■ **作業内容**
1 - 牧師の働きについての文章をもとに、次の問いに答えてください。答えにも同じ記号を付けること。
(a) 聖霊の満たしが与えられない場合、その原因は何だとされているか。
(b) 悪しき力は、何のように、何をしながら歩き回っているとされているか。
(c) 量的なものではなく質的なものを求める方向に導かれたのは、主に誰の影響によるとされているか。
2 - 牧師の働きについての文章を、最後の文の次から書き継ぐこと。

■ **抜粋本文**
◆ ◆ ◆ ◆ ◆
牧師の働きを通して経験したこと、教えられたこと・その2
対象の変化(目に見える物の世界から神および人の心という目に見えない霊の世界)を通して経験したこと、教えられたこと
牧師はいつも、目に見えない世界の領域のことについて扱わなければならない。それ故、より高い霊性を維持すること、いつも聖霊に満たされていることが望ましい。神は私たちを聖霊によって満たそうとしておられる故に、みことばの約束を信じ、自我を明け渡し、罪を捨てる決断をするなら、必ず聖霊の満たしは与えられる。もしそうならないとすれば、それは自分が自我や罪によって聖霊の満たしをブロックしているからに他ならない。しかし、罪に対してセンシティブになるなら、その分誘惑も多く感じるようになる。従って、いつも聖霊に満たされるためには、かなりの決断をもって自我と罪の問題に立ち向う必要があることを強く思わされた。
Ⅰペテロ5:8〜9のみことばにある通り、私たちの心と思いをキリストから絶えず引き離そうとする悪しき力がほえたける獅子のように、食い尽くすべきものを捜し求めながら歩き回っている。それ故、見えない世界における霊的戦いに勝利するためには、身を慎み、目を覚まして、絶えず祈りつつ、キリストへの従順と愛の献身によって、悪魔に立ち向かう信仰に堅く立つことが必要である。牧師としての働きを経るにつれ、私はこのことをますます強く意識するようになった。そして、悪魔なる敵と戦わねばならないという思いを強く持つようになった。
キリスト者が霊的な力をいただくためには、みことばに触れることが不可欠である。牧師にとって、霊性がいつも整えられていることはとても大切なことであり、ディボーションによって神と交わることは、牧師にとっての生命線であることをあらためて強く思わされた。また、見えない世界の領域のことを思い巡らすことを通して、天の御国への思いが強められてきたことも、とても感謝なことであった。
働き方の変化(何かを行うこと《doing》から共にあること《being》)を通して経験したこと、教えられたこと
牧会においては、見える量的な目標を立て、それをその通りに実現することはなかなか困難である。にもかかわらずビジネスマン時代の習性が残っており、成果を求める思い、またそれによる人の評価を気にする思いにとらわれ、量的な目標を掲げたくなることが多くあった。しかし、徐々に量的なものではなく、質的なものを求める方向に導かれてきた。これは共同牧会者である、妻の影響によるところが大である。
◆ ◆ ◆ ◆ ◆
■ **データ**
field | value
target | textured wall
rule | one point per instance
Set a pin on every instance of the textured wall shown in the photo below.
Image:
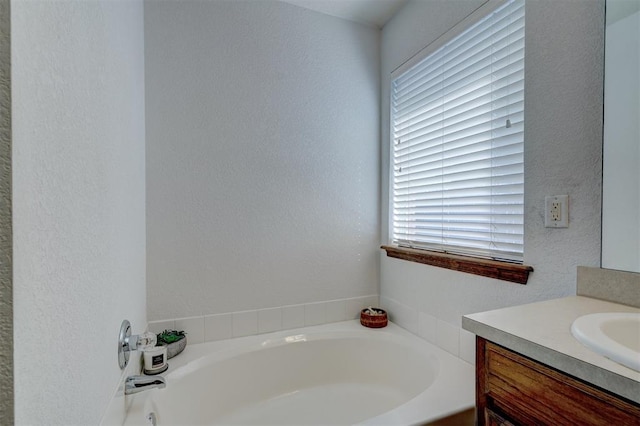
(563, 151)
(6, 271)
(79, 213)
(262, 157)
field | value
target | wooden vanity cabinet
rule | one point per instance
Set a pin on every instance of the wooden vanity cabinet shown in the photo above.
(515, 390)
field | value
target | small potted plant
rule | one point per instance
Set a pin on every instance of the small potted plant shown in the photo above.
(174, 340)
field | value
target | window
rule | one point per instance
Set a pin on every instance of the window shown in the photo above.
(457, 119)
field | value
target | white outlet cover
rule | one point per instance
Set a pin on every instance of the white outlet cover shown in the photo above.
(562, 201)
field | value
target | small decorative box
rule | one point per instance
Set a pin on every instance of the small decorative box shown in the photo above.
(373, 317)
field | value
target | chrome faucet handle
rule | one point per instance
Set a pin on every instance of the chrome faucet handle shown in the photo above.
(135, 384)
(128, 343)
(142, 341)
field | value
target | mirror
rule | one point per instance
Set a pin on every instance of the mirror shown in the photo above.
(621, 149)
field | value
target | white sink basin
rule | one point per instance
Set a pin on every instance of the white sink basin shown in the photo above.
(614, 335)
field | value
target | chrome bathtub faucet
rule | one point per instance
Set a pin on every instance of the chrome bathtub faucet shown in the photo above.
(136, 384)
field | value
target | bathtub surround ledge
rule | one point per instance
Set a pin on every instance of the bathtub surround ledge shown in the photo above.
(449, 337)
(208, 328)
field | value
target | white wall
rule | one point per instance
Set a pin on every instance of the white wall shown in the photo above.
(78, 176)
(262, 157)
(6, 240)
(563, 138)
(621, 176)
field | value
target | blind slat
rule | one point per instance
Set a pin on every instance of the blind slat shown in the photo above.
(458, 139)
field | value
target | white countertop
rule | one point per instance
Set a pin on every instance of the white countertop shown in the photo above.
(542, 331)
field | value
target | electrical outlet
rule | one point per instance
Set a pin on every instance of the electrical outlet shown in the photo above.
(556, 211)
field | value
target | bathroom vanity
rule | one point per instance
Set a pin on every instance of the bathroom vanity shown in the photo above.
(531, 370)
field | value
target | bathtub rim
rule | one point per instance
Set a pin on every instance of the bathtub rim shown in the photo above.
(452, 390)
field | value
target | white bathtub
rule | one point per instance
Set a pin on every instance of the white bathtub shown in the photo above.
(334, 374)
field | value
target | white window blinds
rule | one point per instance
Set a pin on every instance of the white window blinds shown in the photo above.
(457, 121)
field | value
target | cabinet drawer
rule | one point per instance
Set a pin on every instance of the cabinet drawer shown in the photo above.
(531, 393)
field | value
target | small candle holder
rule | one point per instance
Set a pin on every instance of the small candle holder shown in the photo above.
(373, 317)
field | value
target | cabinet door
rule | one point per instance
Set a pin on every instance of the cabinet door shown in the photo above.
(529, 393)
(491, 418)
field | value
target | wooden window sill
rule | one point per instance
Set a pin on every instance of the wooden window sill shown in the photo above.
(487, 268)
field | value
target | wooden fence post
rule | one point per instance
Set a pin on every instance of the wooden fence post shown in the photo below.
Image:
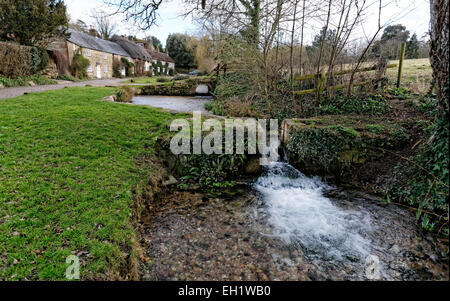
(400, 65)
(321, 83)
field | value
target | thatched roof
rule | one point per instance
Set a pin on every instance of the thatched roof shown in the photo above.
(135, 51)
(87, 41)
(160, 56)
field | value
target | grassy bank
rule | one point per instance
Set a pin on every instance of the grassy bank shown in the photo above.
(69, 175)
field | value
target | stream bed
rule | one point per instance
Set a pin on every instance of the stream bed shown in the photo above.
(175, 103)
(286, 226)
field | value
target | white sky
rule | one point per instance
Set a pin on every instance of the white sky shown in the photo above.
(415, 15)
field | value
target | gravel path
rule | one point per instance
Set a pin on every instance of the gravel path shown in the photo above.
(18, 91)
◆ ◆ ◆ ◆ ◆
■ **順番の回答**
1 -
(a) 自分が自我や罪によって聖霊の満たしをブロックしていること。
(b) ほえたける獅子のように、食い尽くすべきものを捜し求めながら歩き回っている。
(c) 共同牧会者である妻の影響。

2 -
父、御子、御霊の愛の交わり、また共に喜び共に泣くという神の家族としての素晴らしい愛の交わりがあふれることは、教会にとってとても大切な要素である。そのために、信徒の一人一人の内に神の愛が根付いてほしいと切に願っている。しかし私自身は、この6年間の歩みを通して、自分の内には愛がないということを徹底的に覚えさせられ、この点において変えられたいといつも願い求めてきた。そのような私ではあるが、ただ主の哀れみとご愛に支えられ、また教会の兄弟姉妹方や妻の愛に支えられて、ここまで生かされてきた。そのことを心から感謝したい。
牧師にとっては、人の心の問題、特に試練・苦難にある人の心の問題を扱うことはとても大切である。そのような時、どのようにその人の心に寄り添い、どのようにその人を平安に導くか、またその人と交わる時に、いかに聞くに早く語るに遅い者であり得るかなど、牧師として備えるべき資質は多くある。しかしそのためには、牧師も一人のキリスト者として、弱さや、汚さや、自分の内面を、隠さずに正直に出すこと、また、牧師はただキリストのご愛の故に罪が赦(ゆる)され、キリストの召しの故に牧師の働きに導かれ、上よりの力に支えられて牧会をさせていただいている者にすぎないことを示すこと、さらに、牧師は祈り難い時にこそ祈り、自分を差し出すことが困難な状況の時にこそ、神の求めに応じて自分を差し出すという態度を示すこと、などが必要であると思うようになった。そうでなければ、本当の意味で、喜ぶ者と共に喜び、泣く者と共に泣く者であることはできないと思わされたからである。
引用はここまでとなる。